Assignment: The reply should contain every entry exactly as given, with no pictures in it.

Top of Excerpted records

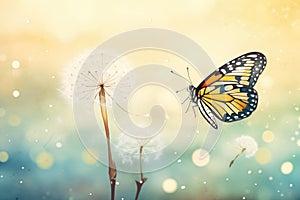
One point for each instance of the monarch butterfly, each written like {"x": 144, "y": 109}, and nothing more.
{"x": 228, "y": 92}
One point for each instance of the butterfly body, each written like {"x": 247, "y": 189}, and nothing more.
{"x": 228, "y": 92}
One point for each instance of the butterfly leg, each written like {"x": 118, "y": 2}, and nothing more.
{"x": 188, "y": 106}
{"x": 194, "y": 110}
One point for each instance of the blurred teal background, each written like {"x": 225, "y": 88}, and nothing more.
{"x": 41, "y": 156}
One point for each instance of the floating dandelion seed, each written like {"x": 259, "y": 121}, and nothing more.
{"x": 69, "y": 76}
{"x": 249, "y": 144}
{"x": 129, "y": 148}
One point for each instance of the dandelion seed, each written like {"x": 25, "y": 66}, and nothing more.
{"x": 249, "y": 144}
{"x": 128, "y": 148}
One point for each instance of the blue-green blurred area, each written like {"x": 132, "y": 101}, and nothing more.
{"x": 63, "y": 173}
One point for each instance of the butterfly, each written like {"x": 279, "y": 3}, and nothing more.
{"x": 228, "y": 93}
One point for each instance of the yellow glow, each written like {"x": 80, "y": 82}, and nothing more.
{"x": 198, "y": 159}
{"x": 2, "y": 112}
{"x": 44, "y": 160}
{"x": 287, "y": 167}
{"x": 14, "y": 120}
{"x": 268, "y": 136}
{"x": 88, "y": 158}
{"x": 263, "y": 155}
{"x": 15, "y": 64}
{"x": 3, "y": 156}
{"x": 169, "y": 185}
{"x": 16, "y": 93}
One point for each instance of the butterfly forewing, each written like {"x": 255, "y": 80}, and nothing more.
{"x": 228, "y": 92}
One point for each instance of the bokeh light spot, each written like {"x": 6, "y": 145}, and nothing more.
{"x": 3, "y": 156}
{"x": 287, "y": 167}
{"x": 199, "y": 160}
{"x": 169, "y": 185}
{"x": 14, "y": 120}
{"x": 58, "y": 145}
{"x": 44, "y": 160}
{"x": 263, "y": 155}
{"x": 268, "y": 136}
{"x": 88, "y": 158}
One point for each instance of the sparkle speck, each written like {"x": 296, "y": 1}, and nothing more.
{"x": 3, "y": 156}
{"x": 15, "y": 64}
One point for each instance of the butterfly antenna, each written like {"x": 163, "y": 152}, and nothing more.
{"x": 177, "y": 91}
{"x": 180, "y": 76}
{"x": 188, "y": 72}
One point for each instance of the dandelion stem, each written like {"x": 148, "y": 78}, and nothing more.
{"x": 112, "y": 170}
{"x": 140, "y": 183}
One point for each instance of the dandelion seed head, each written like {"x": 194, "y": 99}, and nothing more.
{"x": 249, "y": 143}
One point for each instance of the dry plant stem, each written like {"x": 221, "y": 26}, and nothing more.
{"x": 140, "y": 183}
{"x": 112, "y": 171}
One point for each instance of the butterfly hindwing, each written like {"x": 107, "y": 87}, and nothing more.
{"x": 228, "y": 92}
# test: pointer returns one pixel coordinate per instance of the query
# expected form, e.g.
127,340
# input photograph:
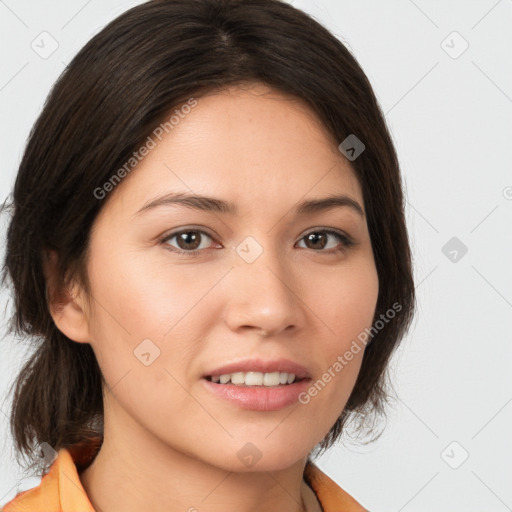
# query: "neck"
135,472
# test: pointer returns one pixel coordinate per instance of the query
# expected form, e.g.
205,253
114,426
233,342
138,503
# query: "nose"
264,296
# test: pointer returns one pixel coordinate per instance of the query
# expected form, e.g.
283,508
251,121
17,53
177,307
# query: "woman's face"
265,284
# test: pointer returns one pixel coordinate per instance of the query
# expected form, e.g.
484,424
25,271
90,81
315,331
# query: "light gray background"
451,119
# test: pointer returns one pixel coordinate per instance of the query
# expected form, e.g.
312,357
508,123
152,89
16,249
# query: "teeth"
255,378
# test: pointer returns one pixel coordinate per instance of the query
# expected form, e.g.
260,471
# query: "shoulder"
330,495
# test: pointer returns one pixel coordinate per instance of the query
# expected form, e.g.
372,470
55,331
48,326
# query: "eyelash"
346,241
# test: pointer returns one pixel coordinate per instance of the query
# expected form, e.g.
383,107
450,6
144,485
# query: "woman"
209,240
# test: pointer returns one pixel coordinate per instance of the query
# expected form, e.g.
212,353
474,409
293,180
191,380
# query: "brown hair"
113,94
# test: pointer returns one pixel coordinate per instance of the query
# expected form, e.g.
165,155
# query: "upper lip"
260,365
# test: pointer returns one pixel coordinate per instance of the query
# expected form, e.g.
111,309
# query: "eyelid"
346,240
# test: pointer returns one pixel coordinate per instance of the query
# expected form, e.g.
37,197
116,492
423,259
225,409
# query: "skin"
169,443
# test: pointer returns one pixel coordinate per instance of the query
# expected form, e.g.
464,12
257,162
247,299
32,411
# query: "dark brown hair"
113,94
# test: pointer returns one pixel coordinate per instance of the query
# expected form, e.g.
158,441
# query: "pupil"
315,237
186,237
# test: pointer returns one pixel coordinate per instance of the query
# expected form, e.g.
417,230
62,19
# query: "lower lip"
259,398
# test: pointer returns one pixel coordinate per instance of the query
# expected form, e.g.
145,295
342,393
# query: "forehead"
251,145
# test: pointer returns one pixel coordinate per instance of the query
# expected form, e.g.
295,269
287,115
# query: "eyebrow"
212,204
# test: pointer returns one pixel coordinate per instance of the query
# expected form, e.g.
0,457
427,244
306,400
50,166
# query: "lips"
262,366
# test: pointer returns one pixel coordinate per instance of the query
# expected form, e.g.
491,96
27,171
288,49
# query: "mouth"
255,379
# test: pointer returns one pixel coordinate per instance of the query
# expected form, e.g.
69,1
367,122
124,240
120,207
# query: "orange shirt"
60,489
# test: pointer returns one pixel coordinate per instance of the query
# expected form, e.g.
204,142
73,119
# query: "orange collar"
61,490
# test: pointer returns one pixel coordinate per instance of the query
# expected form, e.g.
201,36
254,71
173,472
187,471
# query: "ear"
67,307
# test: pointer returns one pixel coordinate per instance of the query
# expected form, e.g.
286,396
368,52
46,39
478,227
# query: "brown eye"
318,240
188,241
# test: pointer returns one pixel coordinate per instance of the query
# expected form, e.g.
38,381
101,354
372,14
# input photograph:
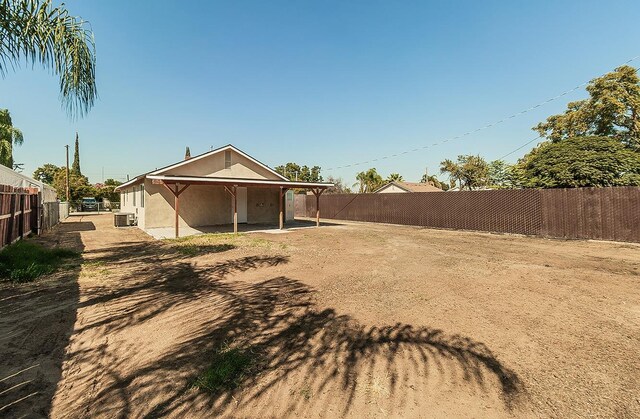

Bottom of Excerpted records

Expected answer:
One point for each instance of the monarch butterfly, each written like {"x": 144, "y": 109}, and nothing more.
{"x": 228, "y": 92}
One point for each instance of the butterfly body, each written like {"x": 247, "y": 189}, and nothing more.
{"x": 228, "y": 92}
One point for each instance of the butterfly leg, each written like {"x": 118, "y": 2}, and nothing more.
{"x": 188, "y": 106}
{"x": 194, "y": 110}
One point for each instance of the blurred teal background, each written like {"x": 225, "y": 88}, and nothing more.
{"x": 41, "y": 156}
One point for each instance of the floating dandelion seed, each written like {"x": 259, "y": 121}, and nothing more.
{"x": 69, "y": 76}
{"x": 249, "y": 144}
{"x": 129, "y": 148}
One point for each instance of the dandelion seed, each written like {"x": 25, "y": 66}, and nothing more.
{"x": 249, "y": 144}
{"x": 128, "y": 148}
One point for each instance of the blue-green blurred area, each written like {"x": 132, "y": 101}, and nothing more.
{"x": 63, "y": 173}
One point for each instance of the butterfly, each written like {"x": 279, "y": 3}, and nothing more.
{"x": 228, "y": 93}
One point for each instance of the yellow glow, each written like {"x": 80, "y": 82}, and nothing more.
{"x": 198, "y": 159}
{"x": 2, "y": 112}
{"x": 44, "y": 160}
{"x": 287, "y": 167}
{"x": 14, "y": 120}
{"x": 268, "y": 136}
{"x": 88, "y": 158}
{"x": 263, "y": 155}
{"x": 15, "y": 64}
{"x": 3, "y": 156}
{"x": 169, "y": 185}
{"x": 16, "y": 93}
One point for each instance of the butterfly forewing, each written like {"x": 255, "y": 80}, and nothing more.
{"x": 228, "y": 92}
One point for each instance of the bokeh light spot, each written like {"x": 6, "y": 145}, and nothing more.
{"x": 3, "y": 156}
{"x": 287, "y": 167}
{"x": 199, "y": 160}
{"x": 169, "y": 185}
{"x": 14, "y": 120}
{"x": 58, "y": 145}
{"x": 44, "y": 160}
{"x": 263, "y": 155}
{"x": 268, "y": 136}
{"x": 88, "y": 158}
One point for each instance of the sparkle speck, each written like {"x": 296, "y": 1}, and nothing more.
{"x": 3, "y": 156}
{"x": 15, "y": 64}
One point for each instance of the butterfly antenna, each written like {"x": 163, "y": 152}, and nothing more.
{"x": 177, "y": 91}
{"x": 180, "y": 76}
{"x": 188, "y": 72}
One point for each instance of the dandelion stem, each written like {"x": 148, "y": 78}, and nothing more.
{"x": 112, "y": 170}
{"x": 140, "y": 183}
One point for each instance of the dandelion seed head, each written like {"x": 194, "y": 99}, and nothing more.
{"x": 249, "y": 143}
One point for each instance of the dry plant stem, each written like {"x": 221, "y": 26}, and nothing more.
{"x": 140, "y": 183}
{"x": 112, "y": 171}
One point for each instance of the butterfly hindwing, each written like {"x": 107, "y": 87}, and nothing more.
{"x": 228, "y": 92}
# test: pointer returns one pixel coordinate per instance of the query
# expected form, e.g.
127,340
# input photograph:
# query: "neck"
135,472
# test: pointer returns one pixel coordinate per instance of the query
# expected form, e.g.
205,253
114,426
233,342
138,503
# query: "nose"
264,296
# test: pointer returns one pixel coordinate per instance of the query
# expected form, e.g.
283,508
251,121
17,53
177,307
# query: "woman's face"
265,284
# test: pointer returns one pixel coordinate per instance of the query
# expected form, e.g.
484,424
25,271
90,81
315,331
# query: "light gray background"
451,119
# test: pointer returns one pixel coordinate per instance of the query
# expected form, e.g.
312,357
508,123
152,89
16,249
# query: "teeth"
255,378
# test: pointer returns one pixel coordinate per instance of the query
# expected form, e.g.
260,471
# query: "shoulder"
330,495
# test: pointer returns one pixel coordinate per instance of the query
# expected form, e.g.
372,470
55,331
48,326
# query: "eyelash"
346,241
# test: pointer returns one pixel coordinate per instance of the query
# expected form, e.g.
383,107
450,6
144,485
# query: "woman"
209,240
# test: pointer returns one pixel coordinate per instance of the query
# expected form, e.g.
212,353
474,409
293,180
191,380
# query: "brown hair"
113,94
# test: pointer returns one pixel coordinate per instance of the query
# expected form, e.g.
165,155
# query: "upper lip"
260,365
# test: pointer returns one pixel coordinate per instance of the query
# expected form, e.g.
111,309
# query: "eyelid"
346,240
# test: pointer returns one pixel coordinate per instance of the query
# expected form, e.g.
37,197
116,492
423,259
225,409
# query: "skin"
169,443
# test: pointer returns one pixel coordinate per instance of the query
# expected form, e.g.
464,12
257,162
247,299
32,411
# query: "dark brown hair"
113,94
# test: pointer returns one pixel coordinate per instance of the query
# expected form, e.g.
158,441
# query: "pupil"
315,237
186,237
# test: pointer returns one pixel coordinate per instance of the query
# expected form, e.g.
417,230
62,19
# query: "lower lip"
259,398
# test: pointer returns one pixel coordinate per instance of the query
# expected form, e.g.
145,295
342,393
# query: "forehead"
251,145
# test: pointer returns one pixel coordinate per instance of the query
# expected form, e.g.
295,269
287,115
# query: "eyebrow"
212,204
# test: pointer returns one pixel coordinate per instance of the query
# expected form, e.g.
0,457
427,244
306,400
50,166
# query: "lips"
262,366
# test: pointer returns one pixel coordinate per instance of the query
# expected form, e.g.
491,96
27,171
288,49
# query: "mouth"
255,379
# test: pointer returns one pixel coordinate per instance of the query
# expected form, e.g.
69,1
367,122
124,240
120,207
# query: "orange shirt"
60,489
# test: pointer returns one pixel coordinate per instance of the query
# expected form, e.g.
204,142
73,119
# query: "orange collar"
61,490
# test: pointer returns one pixel coordinate per instance of the query
# expected form, e.g.
201,36
254,71
173,472
187,471
# query: "ear"
67,307
# test: pointer returns one pixel coordinate per instance of the query
# expected form, e.g.
286,396
368,52
46,39
478,227
# query: "brown eye"
318,240
188,241
# test: pointer returns one pixel coordinate per instance of the query
# expected form, e.g.
38,381
101,354
372,14
# input photograph:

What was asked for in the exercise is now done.